(Partes del ejercicio)
1: Según el fragmento sobre el Prado de La Habana, ¿qué lleva en las manos el señor de bigote?
2: Reproduce sin cambios el pasaje del fragmento sobre el Prado de La Habana desde "Supongamos que es" hasta "personas conversan, supongamos.".

(Fragmento del documento)

* * * * *

Supongamos que es sábado, primero de julio de 2023 y caminamos por Prado, el Prado de La Habana, Cuba, donde muchas cosas se agolpan en una suerte de feria de contrastes. Los contrastes de portales viejos pertenecientes a las casas viejas y hoteles y museos y teatro y Martí; y gente de casas viejas con portales y gente de hoteles y gentes de teatros y museos y gentes que son de unas y otras cosas… porque a ciencia cierta, como en buen pastiche de contrastes, uno nunca sabe bien, pero ahí está y se ve y se huele, aunque no se comprenda siempre todo.

Supongamos que en San Rafael y Prado una señora mayor, sentada tras la mesa, vende libros y otro señor, también viejo, de acento ibérico, hace como quien los compra. Desde sus roles estas dos personas conversan, supongamos.

Ella negra, entre los setenta y los ochenta, le explica de que van los libros y toma en sus manos una selección de sonetos que escribieron poetas de centurias distintas, a veces teniendo como único punto de contacto el idioma español con que escribían. Y ella habla de Tula.

Él es blanco con bigote. Lleva en sus manos lata de cerveza roja oscura, producción cubiche, que gotea. Responde que Gertrudis se murió en España y ella asume que sí, que se marchó muy joven, que le dolió a lo tremendo, que escribió de eso. Y él, como aburrido, supongamos, dice con cansancio “que síííí, señora, pero está enterrada en Sevilla. Yo he escuchado que Carilda era… como quien dice… revoltosa”.

Y ella insiste con Tula y le habla de “Al partir”. Le dice que el soneto está en el libro y comienza a hojear hasta encontrarlo.

—Pero hágame caso, mujer. ¿Es cierto o no aquello que dicen de Carilda?

Ella omite la pregunta y arranca a leer en alta voz, con algo de crudeza en su dulzura:

¡Perla del mar! ¡Estrella de occidente!

¡Hermosa Cuba! Tu brillante cielo,

la noche cubre con su opaco velo,

como cubre el dolor mi triste frente.

* * * * *

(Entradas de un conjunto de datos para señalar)
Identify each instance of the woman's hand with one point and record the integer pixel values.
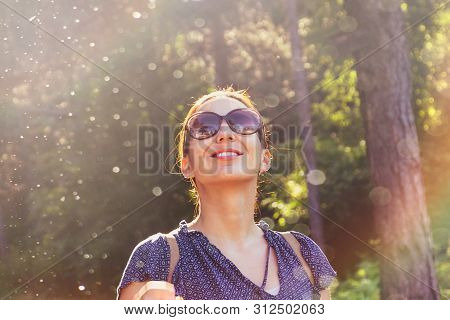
(157, 290)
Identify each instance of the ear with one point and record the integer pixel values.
(186, 168)
(266, 161)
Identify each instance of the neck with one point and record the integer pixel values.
(226, 211)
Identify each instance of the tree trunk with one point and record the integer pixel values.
(400, 212)
(300, 88)
(219, 47)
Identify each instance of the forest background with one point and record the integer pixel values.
(84, 84)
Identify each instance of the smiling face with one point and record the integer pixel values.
(226, 156)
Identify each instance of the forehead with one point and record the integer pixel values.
(221, 105)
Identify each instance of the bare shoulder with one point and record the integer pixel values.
(129, 292)
(296, 246)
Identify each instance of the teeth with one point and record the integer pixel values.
(226, 154)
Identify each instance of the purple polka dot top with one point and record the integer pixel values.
(204, 273)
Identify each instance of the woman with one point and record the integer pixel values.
(223, 254)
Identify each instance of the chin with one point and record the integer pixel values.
(229, 177)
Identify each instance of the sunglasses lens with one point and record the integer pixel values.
(244, 121)
(203, 125)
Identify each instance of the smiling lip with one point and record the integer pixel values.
(226, 154)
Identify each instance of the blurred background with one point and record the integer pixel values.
(78, 78)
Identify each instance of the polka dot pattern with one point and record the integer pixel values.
(204, 273)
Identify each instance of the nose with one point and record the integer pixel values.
(225, 133)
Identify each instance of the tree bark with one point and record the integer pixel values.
(219, 47)
(400, 212)
(300, 88)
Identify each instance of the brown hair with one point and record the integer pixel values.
(240, 95)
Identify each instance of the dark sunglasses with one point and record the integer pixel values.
(206, 124)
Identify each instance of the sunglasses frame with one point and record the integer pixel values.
(259, 130)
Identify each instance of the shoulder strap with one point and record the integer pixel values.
(296, 247)
(174, 255)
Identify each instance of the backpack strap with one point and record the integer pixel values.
(174, 254)
(296, 248)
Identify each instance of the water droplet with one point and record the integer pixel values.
(157, 191)
(178, 74)
(140, 264)
(316, 177)
(199, 22)
(271, 100)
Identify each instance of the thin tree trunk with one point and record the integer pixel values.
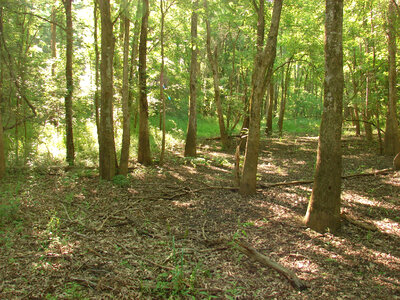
(2, 152)
(70, 85)
(268, 129)
(356, 119)
(107, 156)
(367, 111)
(53, 39)
(213, 61)
(392, 139)
(377, 104)
(126, 132)
(144, 153)
(263, 69)
(323, 211)
(133, 69)
(282, 108)
(191, 135)
(97, 73)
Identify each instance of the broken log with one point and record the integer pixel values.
(351, 220)
(248, 250)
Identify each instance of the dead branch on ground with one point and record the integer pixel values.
(248, 250)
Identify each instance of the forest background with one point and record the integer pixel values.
(155, 97)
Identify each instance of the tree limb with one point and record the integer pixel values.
(248, 250)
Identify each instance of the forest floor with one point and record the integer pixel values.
(168, 232)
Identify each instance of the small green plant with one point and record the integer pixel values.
(234, 292)
(74, 290)
(121, 180)
(9, 211)
(53, 225)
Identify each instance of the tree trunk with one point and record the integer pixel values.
(283, 100)
(263, 69)
(162, 98)
(367, 111)
(126, 105)
(2, 152)
(97, 73)
(392, 139)
(133, 68)
(144, 153)
(191, 135)
(213, 61)
(53, 39)
(271, 94)
(107, 157)
(323, 211)
(356, 119)
(70, 85)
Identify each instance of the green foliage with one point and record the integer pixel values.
(121, 180)
(9, 211)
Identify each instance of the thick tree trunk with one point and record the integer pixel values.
(144, 153)
(392, 139)
(126, 129)
(107, 157)
(191, 135)
(213, 61)
(263, 69)
(70, 85)
(323, 211)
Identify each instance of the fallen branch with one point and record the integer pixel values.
(248, 250)
(358, 223)
(263, 186)
(300, 182)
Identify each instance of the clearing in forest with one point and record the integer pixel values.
(168, 232)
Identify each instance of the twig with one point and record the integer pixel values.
(145, 259)
(358, 223)
(247, 249)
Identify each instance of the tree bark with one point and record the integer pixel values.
(323, 211)
(263, 69)
(191, 135)
(213, 61)
(97, 73)
(367, 111)
(126, 105)
(392, 139)
(144, 153)
(53, 39)
(107, 156)
(70, 85)
(2, 152)
(271, 97)
(283, 99)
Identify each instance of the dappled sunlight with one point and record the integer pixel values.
(388, 226)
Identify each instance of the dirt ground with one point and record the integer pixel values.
(166, 231)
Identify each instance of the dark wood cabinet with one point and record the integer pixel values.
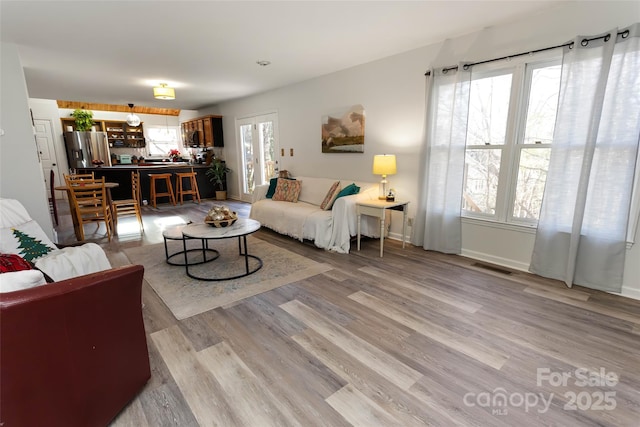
(119, 133)
(203, 132)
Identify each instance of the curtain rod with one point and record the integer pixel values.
(584, 42)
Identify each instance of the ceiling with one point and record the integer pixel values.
(114, 52)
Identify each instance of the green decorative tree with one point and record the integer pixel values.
(32, 248)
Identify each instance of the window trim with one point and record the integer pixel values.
(521, 70)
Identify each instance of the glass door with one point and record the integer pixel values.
(258, 142)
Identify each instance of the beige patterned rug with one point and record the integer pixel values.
(187, 297)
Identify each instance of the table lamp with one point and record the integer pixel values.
(384, 164)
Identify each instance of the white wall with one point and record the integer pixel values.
(392, 93)
(21, 175)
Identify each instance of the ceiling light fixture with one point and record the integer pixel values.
(164, 92)
(132, 119)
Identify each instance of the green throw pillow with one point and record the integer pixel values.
(272, 187)
(348, 191)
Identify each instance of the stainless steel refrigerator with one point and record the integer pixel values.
(84, 147)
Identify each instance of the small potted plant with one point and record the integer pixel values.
(174, 154)
(84, 119)
(217, 173)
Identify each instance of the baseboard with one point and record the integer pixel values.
(632, 293)
(504, 262)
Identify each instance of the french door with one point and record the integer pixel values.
(259, 145)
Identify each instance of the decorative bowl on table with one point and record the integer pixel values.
(220, 216)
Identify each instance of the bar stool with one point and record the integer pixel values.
(181, 192)
(154, 195)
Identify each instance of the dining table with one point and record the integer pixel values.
(76, 225)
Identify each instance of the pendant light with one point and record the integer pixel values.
(132, 119)
(164, 92)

* * * * *

(Soluciones)
1: Una lata de cerveza roja oscura que gotea.

2:
Supongamos que es sábado, primero de julio de 2023 y caminamos por Prado, el Prado de La Habana, Cuba, donde muchas cosas se agolpan en una suerte de feria de contrastes. Los contrastes de portales viejos pertenecientes a las casas viejas y hoteles y museos y teatro y Martí; y gente de casas viejas con portales y gente de hoteles y gentes de teatros y museos y gentes que son de unas y otras cosas… porque a ciencia cierta, como en buen pastiche de contrastes, uno nunca sabe bien, pero ahí está y se ve y se huele, aunque no se comprenda siempre todo.

Supongamos que en San Rafael y Prado una señora mayor, sentada tras la mesa, vende libros y otro señor, también viejo, de acento ibérico, hace como quien los compra. Desde sus roles estas dos personas conversan, supongamos.